AUSGANGSTEXT:

----

Husten- und Erkältungsmittel (Umsatz 1,9 Milliarden!) boomen - kein Wunder, wir sind ja auch mitten drin, in der Grippezeit. Die Pressemeldungen zu neuen (Wunder-)Mitteln treffen im Stundentakt ein und jedes verspricht rasche Heilung. Dazu braucht es keinen Arzt mehr, sondern nur noch die Apotheke, denn dort sind sie zu bekommen, all die Substanzen, die den rund 200 Erkältungsviren den Garaus verkünden. Neuester Trend: Sprays - die neue Schutzschild-Innovation auf dem Pharmamarkt gegen all jene Erkältungsübel, welche uns gerade heimsuchen.
Rotalgen in Erkältungssprays versprechen maximale Linderung. Leider sieht die Wahrheit anders aus: “In keiner der gefundenen Studien gibt es einen überzeugenden Nachweis dafür, dass ein Nasenspray mit Carrageen aus der Rotalge die Erkältungssymptome deutlich lindert oder die Erkältungsdauer verkürzt. Ob sich eine Erkältung mit dem Nasenspray verhindern lässt, wurde in keiner Studie untersucht”, berichtet Medizin-Transparent über das gerade in allen Apotheken unter dem Markennamen Algovir gehypte Nasenspray. Carrageen ist ein aus der Rotalge gewonnener Schleimstoff , der normalerweise als Verdickungsmittel in Lebensmitteln, aber auch in der Kosmetik, eingesetzt wird. Sprüht man sich Carrageen sozusagen als Schutzfilm auf die Nasen-Schleimhaut, könnte es ja auch die lästigen Erkältungsviren abwehren. Könnte!
Medizin-Transparent findet das eine “hübsche Theorie”. Denn in Wahrheit ist die Wirksamkeit des teuren Mittels (ca. € 10.– für 20 ml) leider nur wenig bewiesen. Man greift zwar auf vier Studien mit rund 600 Teilnehmern (Kinder und Erwachsene) zurück, doch “…die Studien untersuchten allerdings nicht, ob sich mit dem Spray der Ausbruch von Erkältungen vorbeugen lässt, wie es der Beipackzettel suggeriert, sondern nur, ob sich die Erkältungsdauer verkürzt. Dazu behandelten die Forschungsteams Patientinnen und Patienten, die gerade eine Erkältung bekommen hatten…”.
Betrachtet man die Auswertungen genauer, so findet sich nur “bei einem verschwindend geringem Anteil der Studienteilnehmer einen Effekt, der über den des Scheinmedikaments hinausging. Und ob dieser Effekt so groß ist, dass er für Menschen mit Erkältung einen fühlbaren Unterschied macht, bleibt unklar.”

----

DATENAUSZÜGE:
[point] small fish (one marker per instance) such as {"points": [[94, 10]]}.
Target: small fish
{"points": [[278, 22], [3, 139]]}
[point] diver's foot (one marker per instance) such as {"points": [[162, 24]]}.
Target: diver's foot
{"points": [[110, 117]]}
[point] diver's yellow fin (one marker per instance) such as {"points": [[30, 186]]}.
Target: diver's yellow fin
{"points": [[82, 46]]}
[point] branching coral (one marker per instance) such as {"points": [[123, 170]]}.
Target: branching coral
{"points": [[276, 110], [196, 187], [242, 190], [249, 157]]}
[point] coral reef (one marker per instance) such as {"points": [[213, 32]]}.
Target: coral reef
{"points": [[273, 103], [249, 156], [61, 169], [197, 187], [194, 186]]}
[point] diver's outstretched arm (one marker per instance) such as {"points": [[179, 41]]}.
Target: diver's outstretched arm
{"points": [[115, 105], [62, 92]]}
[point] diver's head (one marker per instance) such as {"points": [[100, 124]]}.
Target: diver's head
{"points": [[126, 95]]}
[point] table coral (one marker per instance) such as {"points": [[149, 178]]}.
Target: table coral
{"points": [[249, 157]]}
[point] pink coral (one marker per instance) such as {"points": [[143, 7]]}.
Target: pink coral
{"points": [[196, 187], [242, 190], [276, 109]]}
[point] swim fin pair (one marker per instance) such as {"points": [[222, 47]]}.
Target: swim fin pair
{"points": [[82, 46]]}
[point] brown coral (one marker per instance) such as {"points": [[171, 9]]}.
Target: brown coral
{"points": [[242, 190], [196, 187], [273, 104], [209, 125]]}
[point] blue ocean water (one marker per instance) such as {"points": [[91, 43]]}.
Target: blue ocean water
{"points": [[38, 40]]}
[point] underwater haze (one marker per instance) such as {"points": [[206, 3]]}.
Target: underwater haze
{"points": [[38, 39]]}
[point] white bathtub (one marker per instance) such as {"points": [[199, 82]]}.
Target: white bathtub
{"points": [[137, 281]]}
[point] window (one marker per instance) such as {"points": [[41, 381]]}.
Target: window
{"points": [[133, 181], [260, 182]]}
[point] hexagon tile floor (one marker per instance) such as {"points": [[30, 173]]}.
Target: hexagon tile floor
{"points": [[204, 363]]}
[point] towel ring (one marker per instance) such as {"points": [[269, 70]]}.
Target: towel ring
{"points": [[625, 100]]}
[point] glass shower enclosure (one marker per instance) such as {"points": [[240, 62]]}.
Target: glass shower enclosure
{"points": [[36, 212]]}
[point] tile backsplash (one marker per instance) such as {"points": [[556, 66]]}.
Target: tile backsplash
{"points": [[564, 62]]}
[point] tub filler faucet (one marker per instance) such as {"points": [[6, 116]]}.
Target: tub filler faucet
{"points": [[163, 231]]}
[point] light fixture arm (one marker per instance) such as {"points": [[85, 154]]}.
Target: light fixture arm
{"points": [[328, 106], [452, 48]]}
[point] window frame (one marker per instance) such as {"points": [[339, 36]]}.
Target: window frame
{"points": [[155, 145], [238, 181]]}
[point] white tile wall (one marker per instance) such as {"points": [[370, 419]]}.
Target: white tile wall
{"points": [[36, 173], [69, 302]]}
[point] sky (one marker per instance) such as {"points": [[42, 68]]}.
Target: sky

----

FRAGEN:
1) Warum belegen die Studien laut dem Text über Erkältungssprays nicht, dass das Carrageen-Spray Erkältungen vorbeugt? Antworte in ein bis drei Sätzen.
2) Fasse den Absatz „Medizin-Transparent findet das eine“ aus dem Text über Erkältungssprays als Liste mit seinen wichtigsten Fakten zusammen.
3) Führe den Text über Erkältungssprays nach seinem letzten Satz weiter.
Die Einträge stammen aus einer anderen Quelle.

LÖSUNGEN:
1) Die vier Studien prüften nur, ob sich die Erkältungsdauer verkürzt, nicht, ob sich der Ausbruch einer Erkältung verhindern lässt. Dafür behandelten die Forschungsteams Patientinnen und Patienten, die gerade eine Erkältung bekommen hatten.

2)
- Medizin-Transparent nennt die Idee vom Schutzfilm eine „hübsche Theorie“.
- Die Wirksamkeit des teuren Mittels (ca. 10 € für 20 ml) ist nur wenig bewiesen.
- Es gibt vier Studien mit rund 600 Teilnehmern, Kindern und Erwachsenen.
- Sie untersuchten nicht die Vorbeugung, die der Beipackzettel suggeriert, sondern nur, ob sich die Erkältungsdauer verkürzt.
- Dafür wurden Patientinnen und Patienten behandelt, die gerade eine Erkältung bekommen hatten.

3)
Auch weisen die Studien zahlreiche methodische Mängel auf, “die erfahrungsgemäß eher dafür sorgen, dass die Effekte eines getesteten Medikaments überschätzt werden…Dass Erkältungssprays mit Rotalgen-Carrageen tatsächlich einen großen Nutzen bei Erkältung haben, ist also eher unwahrscheinlich”.
Auch das derzeit über Apotheken und deren Sprachrohre gerne beworbene und angebotene Viruprotect (20 ml, ca. € 20.–) schneidet bei genauer Betrachtung nicht wirklich gut ab. Hier liegt überhaupt nur eine “Pilotstudie” mit 46 gesunden Probanden vor, die man mit Rhinoviren infizierte “und primär auf einen Surrogatendpunkt, den Rückgang der Viruslast, untersucht. Als Beleg für einen klinischen Nutzen lässt sich diese Arbeit schon aufgrund von Größe und Design nicht heranziehen1”.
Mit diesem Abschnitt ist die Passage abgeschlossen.